Task prompt:
Please write out these records again, swapping "instance" for "object" and leaving everything else as it is.

Dataset extract:

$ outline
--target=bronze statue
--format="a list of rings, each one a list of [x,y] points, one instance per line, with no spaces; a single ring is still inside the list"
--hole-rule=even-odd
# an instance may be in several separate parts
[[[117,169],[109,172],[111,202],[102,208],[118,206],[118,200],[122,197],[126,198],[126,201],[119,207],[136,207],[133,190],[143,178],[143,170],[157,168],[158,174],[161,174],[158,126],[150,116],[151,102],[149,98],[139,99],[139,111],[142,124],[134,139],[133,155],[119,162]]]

Complete response:
$ outline
--target=bronze statue
--format="a list of rings, each one a list of [x,y] points, one object per line, with no spaces; a single ring is still inside the list"
--hole-rule=even-odd
# an object may be in several separate parts
[[[117,169],[109,172],[111,202],[102,208],[118,206],[118,200],[122,197],[126,198],[126,201],[119,207],[136,207],[133,190],[143,178],[143,170],[157,168],[158,174],[161,174],[158,126],[150,116],[151,102],[149,98],[139,99],[139,111],[142,124],[134,139],[133,155],[119,162]]]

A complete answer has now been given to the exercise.